Materials provided Block Start

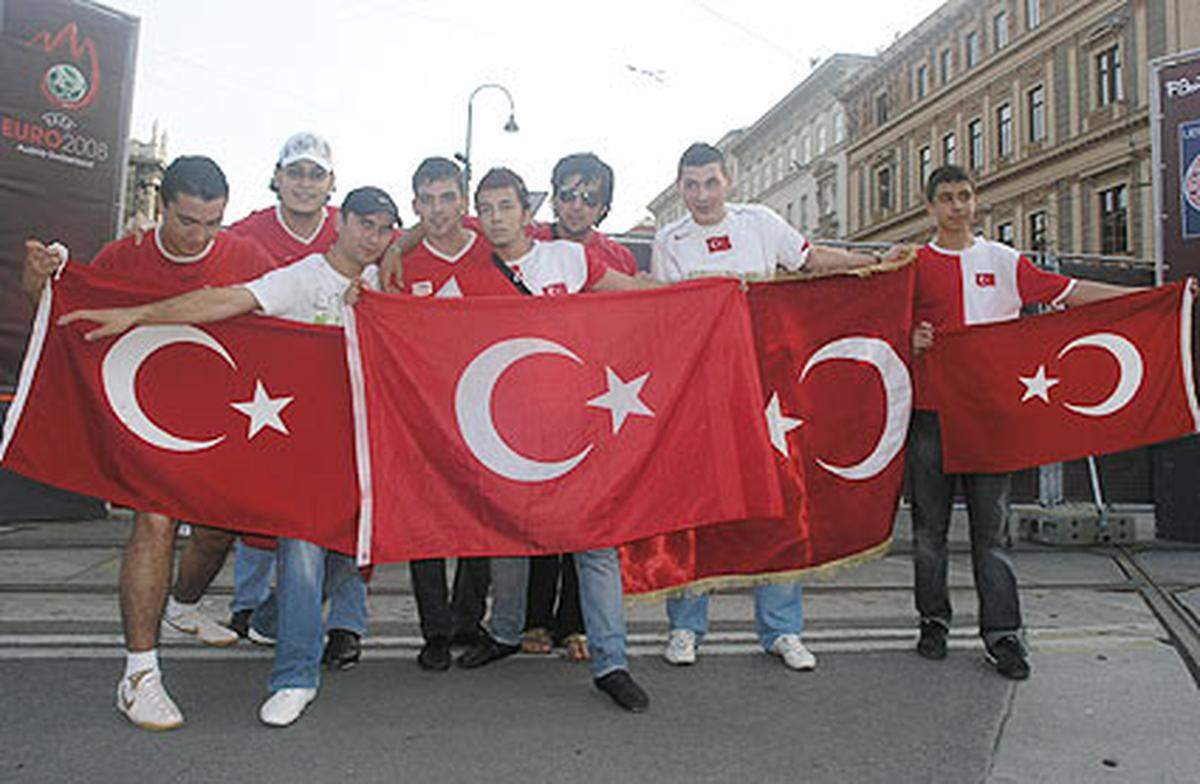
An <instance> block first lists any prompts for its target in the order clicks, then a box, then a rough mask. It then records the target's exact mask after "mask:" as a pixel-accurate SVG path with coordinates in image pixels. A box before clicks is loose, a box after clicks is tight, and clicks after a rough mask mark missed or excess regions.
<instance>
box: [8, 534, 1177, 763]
mask: <svg viewBox="0 0 1200 784" xmlns="http://www.w3.org/2000/svg"><path fill="white" fill-rule="evenodd" d="M1144 522H1145V521H1144ZM127 529H128V521H127V519H124V517H114V519H110V520H104V521H89V522H80V523H34V522H30V523H11V525H10V526H7V527H0V659H4V662H2V666H0V706H2V708H0V782H77V780H89V782H126V780H152V782H160V780H162V782H168V780H169V782H263V783H269V782H287V783H289V784H295V783H298V782H341V780H346V782H352V780H353V782H384V780H386V782H397V780H400V782H462V780H523V782H544V780H572V782H733V780H751V782H881V783H882V782H889V783H890V782H954V783H958V782H995V783H1024V782H1087V783H1091V782H1198V780H1200V746H1198V743H1196V737H1198V731H1200V692H1198V688H1196V681H1195V680H1194V677H1193V672H1190V671H1189V669H1188V664H1187V662H1186V659H1184V657H1182V656H1181V653H1180V648H1178V647H1176V645H1174V640H1172V636H1171V635H1172V633H1174V634H1180V630H1178V628H1177V624H1176V626H1171V624H1170V622H1169V621H1165V620H1160V618H1159V617H1158V616H1156V615H1154V612H1153V611H1152V610H1151V608H1150V605H1148V604H1147V603H1146V600H1145V599H1144V596H1142V592H1141V588H1142V587H1144V586H1142V585H1141V583H1139V581H1138V580H1136V579H1135V577H1133V576H1130V575H1128V574H1127V570H1126V569H1123V568H1122V565H1121V561H1120V558H1118V557H1117V551H1116V550H1112V549H1108V547H1072V549H1055V547H1050V546H1044V545H1037V544H1031V543H1024V541H1018V543H1015V545H1014V547H1013V550H1012V557H1013V561H1014V564H1015V567H1016V570H1018V574H1019V579H1020V581H1021V588H1022V592H1021V597H1022V603H1024V611H1025V617H1026V624H1027V627H1028V641H1030V645H1031V648H1032V663H1033V670H1034V671H1033V675H1032V677H1031V678H1030V680H1028V681H1026V682H1021V683H1013V682H1009V681H1006V680H1004V678H1001V677H1000V676H998V675H996V674H995V672H994V671H992V670H991V669H990V668H989V666H986V664H984V662H983V659H982V648H980V646H979V644H978V639H977V636H976V635H977V629H976V628H974V626H973V624H974V594H973V591H972V588H971V585H972V583H971V567H970V556H968V553H967V551H966V547H965V544H964V541H962V537H964V535H965V534H964V527H962V526H961V525H956V527H955V534H954V537H955V540H954V553H953V557H952V569H950V583H952V596H953V599H954V603H955V608H956V617H955V624H954V627H955V628H954V633H953V635H952V639H950V656H949V658H948V659H947V660H944V662H926V660H924V659H922V658H919V657H917V656H916V653H914V652H913V650H912V646H913V642H914V639H916V634H914V629H913V624H914V618H913V610H912V593H911V580H912V570H911V565H910V558H908V555H907V553H908V551H910V547H911V543H910V539H908V533H907V525H906V521H905V519H904V515H902V514H901V516H900V520H899V521H898V527H896V534H895V541H894V547H893V553H892V555H889V556H887V557H884V558H881V559H880V561H876V562H874V563H870V564H864V565H862V567H858V568H853V569H845V570H841V571H839V573H835V574H833V575H830V576H828V577H827V579H823V580H817V579H814V580H810V581H806V583H805V585H806V596H805V605H806V621H808V629H806V632H805V641H806V644H808V645H809V647H810V648H812V650H814V652H815V653H816V654H817V657H818V659H820V663H818V666H817V670H816V671H814V672H791V671H787V670H786V669H785V668H784V666H782V665H781V663H780V662H779V660H778V659H775V658H773V657H768V656H764V654H763V653H762V652H761V651H760V650H758V648H757V646H756V644H755V640H754V634H752V600H751V598H750V594H749V593H748V592H730V593H721V594H719V596H718V597H715V598H714V602H713V612H712V616H713V633H712V634H710V635H709V638H708V640H707V641H706V644H704V645H703V646H702V648H701V658H700V662H698V663H697V664H696V665H695V666H692V668H684V669H677V668H671V666H668V665H667V664H666V663H665V662H662V659H661V658H660V657H659V652H660V650H661V646H662V642H664V640H665V633H666V628H665V627H666V624H665V616H664V610H662V605H661V603H638V602H634V603H630V604H629V617H630V653H631V670H632V672H634V674H635V676H636V677H637V678H638V681H640V682H641V683H642V684H643V686H644V687H646V688H647V690H648V692H649V694H650V698H652V705H650V710H649V712H647V713H644V714H641V716H631V714H626V713H624V712H622V711H619V710H618V708H617V707H616V706H613V705H612V704H611V702H610V701H608V700H607V699H606V698H604V696H602V695H601V694H599V693H598V692H596V690H595V689H594V688H592V686H590V677H589V676H588V674H587V668H586V666H581V665H577V664H570V663H568V662H565V659H563V658H560V657H558V656H552V657H532V656H518V657H514V658H511V659H508V660H504V662H499V663H496V664H492V665H490V666H487V668H484V669H482V670H478V671H463V670H458V669H454V670H451V671H450V672H445V674H428V672H424V671H421V670H420V669H419V668H418V666H416V663H415V656H416V651H418V650H419V646H420V639H419V632H418V628H416V617H415V606H414V603H413V598H412V593H410V588H409V585H408V573H407V567H404V565H402V564H397V565H388V567H382V568H378V569H377V570H376V576H374V581H373V583H372V596H371V599H370V603H371V616H372V634H371V638H370V639H368V641H367V646H366V648H365V653H364V659H362V663H361V664H360V666H359V668H358V669H355V670H352V671H349V672H336V674H329V675H326V676H325V680H324V683H323V687H322V692H320V694H319V696H318V699H317V701H316V702H314V704H313V705H312V706H311V707H310V708H308V711H307V712H306V713H305V716H304V717H302V718H301V719H300V722H298V723H296V724H295V725H294V726H292V728H288V729H283V730H272V729H268V728H265V726H263V725H262V724H259V723H258V719H257V710H258V706H259V704H260V702H262V700H263V699H264V696H265V682H266V675H268V670H269V666H270V651H269V650H266V648H260V647H256V646H251V645H247V644H239V645H238V646H234V647H232V648H226V650H215V648H205V647H203V646H199V645H197V644H196V642H194V641H193V640H191V639H190V638H186V636H184V635H178V634H164V636H163V642H162V658H163V669H164V675H166V682H167V686H168V688H169V689H170V692H172V694H173V695H174V698H175V700H176V701H178V702H179V704H180V707H181V708H182V710H184V713H185V716H186V719H187V723H186V724H185V726H184V728H181V729H180V730H176V731H172V732H164V734H152V732H144V731H140V730H137V729H134V728H132V726H131V725H128V724H127V723H126V722H125V719H122V718H121V717H120V716H119V714H118V713H116V711H115V708H114V707H113V702H114V689H115V684H116V680H118V677H119V675H120V672H121V668H122V660H121V657H122V652H121V640H120V626H119V615H118V608H116V592H115V585H116V570H118V564H119V557H120V543H121V541H122V540H124V538H125V535H127ZM1140 539H1142V541H1140V543H1139V544H1138V545H1135V546H1132V547H1129V549H1128V550H1127V551H1126V552H1127V555H1132V557H1134V558H1135V559H1136V561H1138V563H1139V564H1140V565H1141V567H1142V568H1144V569H1146V571H1147V573H1148V574H1151V575H1152V579H1153V581H1154V582H1156V583H1157V585H1158V586H1159V587H1162V588H1163V590H1164V591H1166V592H1168V593H1170V594H1172V596H1175V597H1177V598H1178V599H1180V602H1181V603H1182V604H1183V605H1184V606H1188V608H1190V610H1192V612H1196V611H1198V610H1200V551H1198V550H1196V549H1189V547H1181V546H1172V545H1168V544H1163V543H1153V541H1147V540H1146V539H1147V534H1146V533H1145V525H1142V535H1140ZM230 567H232V564H227V567H226V569H224V570H223V571H222V574H221V575H220V576H218V579H217V581H216V582H215V585H214V590H212V591H211V592H210V596H209V597H208V598H206V599H205V610H206V611H208V612H209V614H210V615H212V616H214V617H221V618H223V617H226V616H227V603H228V593H229V585H230V579H232V568H230Z"/></svg>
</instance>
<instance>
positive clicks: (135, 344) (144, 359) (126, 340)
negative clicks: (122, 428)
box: [100, 324, 236, 451]
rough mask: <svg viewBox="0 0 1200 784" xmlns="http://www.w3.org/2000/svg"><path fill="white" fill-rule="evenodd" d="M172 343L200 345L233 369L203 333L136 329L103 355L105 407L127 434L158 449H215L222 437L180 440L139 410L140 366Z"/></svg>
mask: <svg viewBox="0 0 1200 784" xmlns="http://www.w3.org/2000/svg"><path fill="white" fill-rule="evenodd" d="M174 343H192V345H196V346H203V347H204V348H209V349H211V351H212V352H214V353H216V354H217V355H220V357H221V359H223V360H226V361H227V363H229V366H230V367H236V364H235V363H234V361H233V358H232V357H229V352H227V351H226V349H224V346H222V345H221V343H220V342H217V340H216V339H215V337H212V336H211V335H209V334H208V333H205V331H204V330H200V329H197V328H194V327H184V325H178V324H169V325H158V327H138V328H137V329H133V330H131V331H128V333H126V334H125V335H122V336H121V337H120V339H119V340H118V341H116V342H115V343H113V347H112V348H109V349H108V353H107V354H104V360H103V363H102V364H101V367H100V373H101V377H102V378H103V382H104V396H106V397H107V399H108V406H109V408H112V409H113V413H114V414H116V418H118V419H119V420H121V424H122V425H125V426H126V427H128V429H130V432H132V433H133V435H134V436H137V437H138V438H140V439H142V441H145V442H146V443H149V444H151V445H154V447H158V448H160V449H168V450H170V451H199V450H200V449H208V448H210V447H215V445H217V444H218V443H221V442H222V441H224V436H218V437H217V438H210V439H209V441H190V439H187V438H180V437H179V436H176V435H174V433H170V432H167V431H166V430H163V429H162V427H160V426H158V425H156V424H155V423H154V420H152V419H150V418H149V417H148V415H146V413H145V412H144V411H142V403H139V402H138V393H137V388H136V382H137V377H138V370H139V369H140V367H142V363H144V361H145V360H146V359H148V358H149V357H150V354H152V353H155V352H156V351H158V349H160V348H164V347H167V346H172V345H174Z"/></svg>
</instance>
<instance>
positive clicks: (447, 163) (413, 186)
mask: <svg viewBox="0 0 1200 784" xmlns="http://www.w3.org/2000/svg"><path fill="white" fill-rule="evenodd" d="M440 180H454V184H455V185H457V186H458V193H460V196H464V193H463V181H462V169H461V168H458V164H457V163H455V162H454V161H451V160H450V158H444V157H440V156H433V157H427V158H425V160H424V161H421V163H420V166H418V167H416V170H415V172H413V196H416V188H418V186H420V185H427V184H430V182H437V181H440Z"/></svg>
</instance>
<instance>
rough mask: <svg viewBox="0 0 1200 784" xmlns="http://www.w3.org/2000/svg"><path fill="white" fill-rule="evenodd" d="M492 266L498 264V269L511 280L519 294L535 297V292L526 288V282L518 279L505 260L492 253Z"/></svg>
mask: <svg viewBox="0 0 1200 784" xmlns="http://www.w3.org/2000/svg"><path fill="white" fill-rule="evenodd" d="M492 264H496V268H497V269H499V270H500V271H502V273H503V274H504V277H506V279H509V282H510V283H512V285H514V286H516V288H517V291H518V292H521V293H522V294H528V295H529V297H533V292H530V291H529V287H528V286H526V285H524V282H523V281H522V280H521V279H520V277H517V274H516V273H514V271H512V268H511V267H509V265H508V264H505V263H504V259H503V258H500V257H499V256H497V255H496V253H494V252H492Z"/></svg>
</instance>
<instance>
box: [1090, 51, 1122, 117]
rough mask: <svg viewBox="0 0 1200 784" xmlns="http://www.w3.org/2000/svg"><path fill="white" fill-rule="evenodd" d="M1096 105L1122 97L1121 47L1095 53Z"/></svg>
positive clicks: (1106, 103)
mask: <svg viewBox="0 0 1200 784" xmlns="http://www.w3.org/2000/svg"><path fill="white" fill-rule="evenodd" d="M1096 80H1097V85H1096V106H1108V104H1110V103H1112V102H1115V101H1121V100H1123V98H1124V88H1123V86H1122V84H1121V47H1116V46H1115V47H1112V48H1110V49H1105V50H1104V52H1100V53H1099V54H1098V55H1096Z"/></svg>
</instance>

Materials provided Block End

| Work to be completed |
Write out exactly the lines that begin at the one containing "box: [1090, 51, 1122, 117]" and continue through the last line of the data, and only those.

| Your response |
box: [1090, 51, 1122, 117]
rough mask: <svg viewBox="0 0 1200 784" xmlns="http://www.w3.org/2000/svg"><path fill="white" fill-rule="evenodd" d="M1096 105L1122 97L1121 47L1095 53Z"/></svg>
positive clicks: (1106, 103)
mask: <svg viewBox="0 0 1200 784" xmlns="http://www.w3.org/2000/svg"><path fill="white" fill-rule="evenodd" d="M1096 80H1097V85H1096V106H1108V104H1110V103H1112V102H1115V101H1121V100H1123V98H1124V88H1123V86H1122V84H1121V47H1116V46H1115V47H1112V48H1110V49H1105V50H1104V52H1100V53H1099V54H1098V55H1096Z"/></svg>
</instance>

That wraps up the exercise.